Description of the task: Continue the article about giving and holiday burnout, starting after its last sentence.

Text excerpt:
»»
How does giving cause burnout?

Doing unto others is good, of course, but constant caretaking and giving of yourself is a recipe for burnout. The problem is when people think that helping others is a way to move through their stress cycle. Instead of taking care of themselves, you’re taking care of everyone else to your own detriment.

You’re helping out at the kids’ holiday party at school. You’re organizing the toy donation fair. You’re doing the Christmas shopping for your immediate family, plus you’re doing it on behalf of your kids, and, oh yeah, for your partner, too. In the episode about Human Giver Syndrome for their podcast Feminist Survival Project, Emily Nagowski says, “If we had set out to design a system to burn out half the population with emotional exhaustion, we could not have invented anything more efficient.”

When you finish all these holiday tasks, your job is still there, the house is a mess, and, oh yeah, there’s still a pandemic going on. Also, family stress might be higher than normal this time of year. You know what burnout feels like by now, likely. You’re setting yourself up to be cranky, tired, and even unhealthy, more likely to get sick yourself.

How to avoid holiday burnout

Noticing the signs in yourself is the first way to survive the holidays and avoid burnout. The Nagowski sisters say you need to keep track of how it feels when you give to someone who supports you and gives back, not just someone who, as Emily says in the podcast, “the more you give to them, the more entitled they feel to take from you.” Obviously, children are going to fall into the category of people who don’t really give back, but your fellow adults need to be giving, not just taking from you.
««
Extracted information:
»»
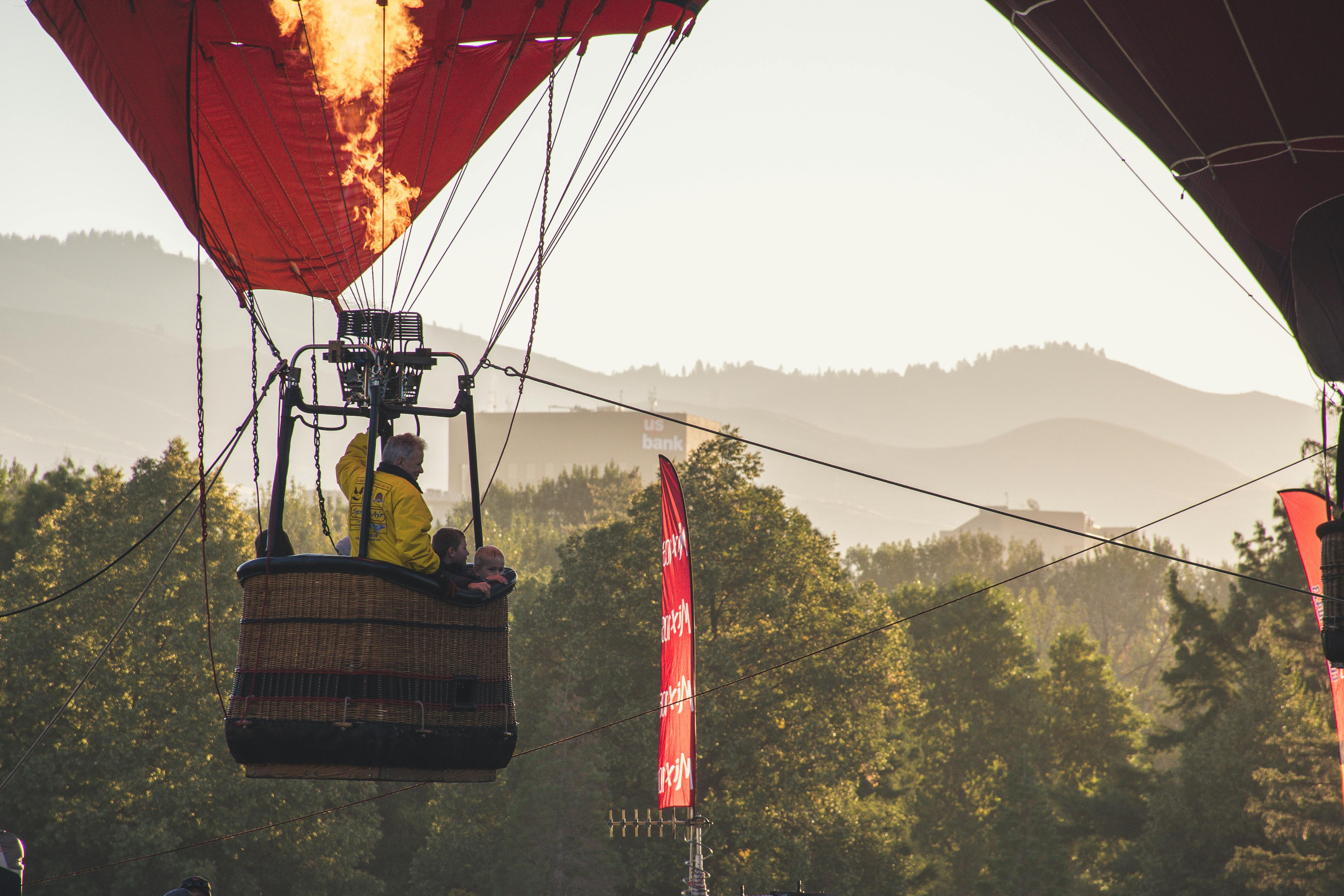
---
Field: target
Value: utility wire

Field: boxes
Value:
[1013,26,1296,341]
[481,359,1312,595]
[32,449,1324,884]
[0,411,256,790]
[0,367,280,619]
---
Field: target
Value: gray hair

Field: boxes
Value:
[383,432,429,464]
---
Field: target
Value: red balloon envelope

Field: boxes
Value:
[989,0,1344,380]
[28,0,702,298]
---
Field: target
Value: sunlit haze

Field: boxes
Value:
[0,0,1313,402]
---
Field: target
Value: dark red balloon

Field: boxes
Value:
[989,0,1344,380]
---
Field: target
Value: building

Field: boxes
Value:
[444,406,720,513]
[938,501,1133,560]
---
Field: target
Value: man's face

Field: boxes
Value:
[396,449,425,480]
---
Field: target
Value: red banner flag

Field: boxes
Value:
[1278,489,1344,806]
[659,454,695,809]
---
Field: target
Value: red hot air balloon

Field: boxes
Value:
[29,0,700,300]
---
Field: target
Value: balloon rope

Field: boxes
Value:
[196,277,225,716]
[32,440,1320,884]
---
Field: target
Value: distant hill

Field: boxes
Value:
[0,234,1318,557]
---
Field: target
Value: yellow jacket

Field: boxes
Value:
[336,432,438,574]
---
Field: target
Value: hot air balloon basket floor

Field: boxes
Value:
[225,555,517,782]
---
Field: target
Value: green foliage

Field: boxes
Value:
[1227,651,1344,896]
[893,578,1146,895]
[0,441,380,896]
[0,442,1344,896]
[450,464,642,575]
[844,532,1043,588]
[845,532,1214,713]
[0,458,97,572]
[247,481,350,553]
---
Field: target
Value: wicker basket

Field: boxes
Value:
[225,555,517,781]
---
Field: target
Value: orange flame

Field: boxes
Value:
««
Exercise output:
If they’re not, you should either let them go or communicate to them in no uncertain terms that they need to help or expect less. I suggest, if this person is your partner, reading the book Fair Play: A Game-Changing Solution for When You Have Too Much to Do (and More Life to Live) by Eve Rodsky. But if it’s the PTA, your friends, your boss, or an extended family member, you can do the hard thing and practice saying “no,” “I am unable to do this at this time,” or even simply making yourself unavailable.

As a freelance writer, I very technically could have volunteered more during the last two weeks before winter break. However, with several deadlines, Christmas shopping, and my mental health needing a little bit of attention this time of year (and generally), I had to block off my calendar and, when they asked for more volunteers, I didn’t respond. Personally, I call this, “triage.” When there’s a lot going on, I streamline my “to-do” list and start getting rid of things that can wait. I can volunteer again in January, but I do need to work in December.

Combatting human-giver syndrome

The last survival skill the Nagowskis say you need when you are a victim of human-giver syndrome is to “celebrate others’ rest and joy.” They say we often feel not only that we have to do everything ourselves but we begin to feel resentful of anyone who isn’t doing as much as we.

Instead of sarcastically saying, “must be nice” when your friend tells you they’re skipping their family’s chaotic holiday meal in favor of a quiet night at home, thinking to yourself that you’d love to do that but you “just can’t” and resenting them for being able to take the easy way out, be happy for your friend for taking a rest when they clearly need it. Maybe consider leaving your family’s celebration early so you can get the kids to bed before they meltdown and make you regret every life decision you’ve ever made.

Instead of feeling jealous that your childless sister is spending New Year’s at a concert, be happy for her. Try to take some of that comfort and joy for yourself, unapologetically, without anyone asking you for anything or making you feel guilty about it. Snuggle up and watch a funny movie. Talk a walk in the cold night air and look at the stars. Or just scream into the abyss.